## Extract to read
Posted on 2014-01-08
Medium Priority
Last Modified: 2014-01-31
I work on an Oracle database for a school where we store extensive cross-reference information between constituents. We record parent, child, sibling, grandparent, grandchild, aunt/uncle, niece/nephew, cousin, and many other relationships.

I've been asked to help our data entry personnel fill in the blanks that inevitably form when building some of our constituents' family trees.

Does anyone have an algorithm that can analyze existing, known relationships and discover missing links? I *don't* need to graphically display anything; I only need a simple list as output of the relations and corresponding relationships that are missing.

Our data is stored as very simple records with the IDs of each person and the relationship between them. For readability, I'll use names instead of numbers in an example:

Nancy - parent - John ("Nancy is the parent of John")

Records
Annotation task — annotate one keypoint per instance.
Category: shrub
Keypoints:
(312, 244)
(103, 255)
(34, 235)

==

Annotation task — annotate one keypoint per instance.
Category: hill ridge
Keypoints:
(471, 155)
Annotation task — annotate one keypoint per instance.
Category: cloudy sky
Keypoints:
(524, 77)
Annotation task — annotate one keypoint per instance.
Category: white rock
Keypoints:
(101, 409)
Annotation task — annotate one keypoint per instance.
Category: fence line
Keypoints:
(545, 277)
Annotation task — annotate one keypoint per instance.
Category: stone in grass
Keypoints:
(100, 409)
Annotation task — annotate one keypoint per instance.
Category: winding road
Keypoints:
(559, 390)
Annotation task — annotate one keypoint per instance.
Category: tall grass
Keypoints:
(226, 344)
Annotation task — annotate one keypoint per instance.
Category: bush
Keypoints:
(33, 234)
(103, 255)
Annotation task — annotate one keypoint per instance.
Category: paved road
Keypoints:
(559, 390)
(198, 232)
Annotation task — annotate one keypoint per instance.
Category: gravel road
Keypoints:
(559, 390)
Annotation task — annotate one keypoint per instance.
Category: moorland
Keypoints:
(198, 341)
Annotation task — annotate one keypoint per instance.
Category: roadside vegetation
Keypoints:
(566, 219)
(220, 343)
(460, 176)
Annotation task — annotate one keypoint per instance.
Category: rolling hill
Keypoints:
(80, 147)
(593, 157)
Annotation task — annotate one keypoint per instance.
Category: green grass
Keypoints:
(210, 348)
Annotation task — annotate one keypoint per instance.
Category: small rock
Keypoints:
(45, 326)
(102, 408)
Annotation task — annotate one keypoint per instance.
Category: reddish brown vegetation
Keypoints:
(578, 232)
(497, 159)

## What this exercise asks
**a)** Return the passage of the forum post between "Does anyone have" and "that are missing.", inclusive.
**b)** List every relationship type that the forum post names in its sentence about what the school records.
**c)** Extend the forum post about family relationship data by continuing it from its last sentence.
The records have no connection to the forum post.

## Written answers
**a)**
Does anyone have an algorithm that can analyze existing, known relationships and discover missing links? I *don't* need to graphically display anything; I only need a simple list as output of the relations and corresponding relationships that are missing.

**b)** parent, child, sibling, grandparent, grandchild, aunt/uncle, niece/nephew, cousin

**c)**
John - child - Nancy
John - spouse - Sue
Sue - spouse - John
John - parent - Mary
Mary  - child - John
Sue - parent - Joe
Joe - child - Sue
Bill - sibling - Nancy
Nancy - sibling - Bill

If the above is all that was entered into the database, I am looking for a programmatic way to list all the implied relationships:

Sue - parent - Mary
Mary - child - Sue
John - parent - Joe
Joe - child - John
Nancy - grandparent - Joe
Joe - grandchild - Nancy
Nancy - grandparent - Mary
Mary - grandchild - Nancy
Joe - sibling - Mary
Mary - sibling - Joe
Bill - aunt/uncle - John
John - niece/nephew - Bill
Nancy - parent-in-law - Sue
Sue - child-in-law - Nancy

Any code or guidance would be a big help!
Question by:prinprog
LVL 19

Expert Comment

by:Ken Butters
ID: 39765770
Just looking at your first line item as an example... I think you are making an incorrect assumption.  -- (based on a lot of genealogy of I've worked on)

you had as implied : Sue - Parent - Mary.

existing :

John - spouse - Sue
John - parent - Mary

If John had Mary by a previous marriage, then Sue would not necessarily be a parent of Mary.  Or is that possibility something you would want to ignore?  or do you consider that  Mother=StepMother?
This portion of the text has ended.